# Job
Please return each line of the material below that contains the string "highway". Case counts.

# Dataset records
⟨

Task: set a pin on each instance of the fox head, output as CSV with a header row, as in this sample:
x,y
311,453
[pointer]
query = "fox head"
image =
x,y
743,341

⟩
⟨

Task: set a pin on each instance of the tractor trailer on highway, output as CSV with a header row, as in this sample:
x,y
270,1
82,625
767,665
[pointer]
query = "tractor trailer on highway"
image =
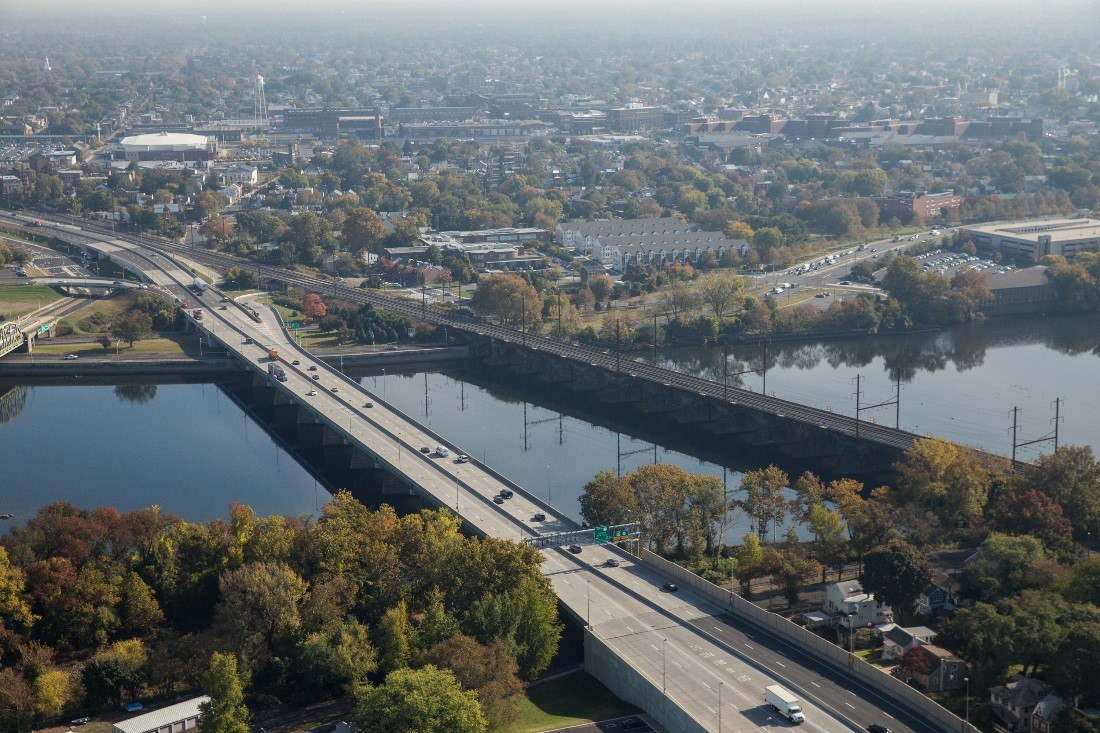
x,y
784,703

⟩

# Finished answer
Task: set a pin on each instance of the tractor trailer on highway, output as CSV with a header row, as in this sample:
query = "tractor trailer on highway"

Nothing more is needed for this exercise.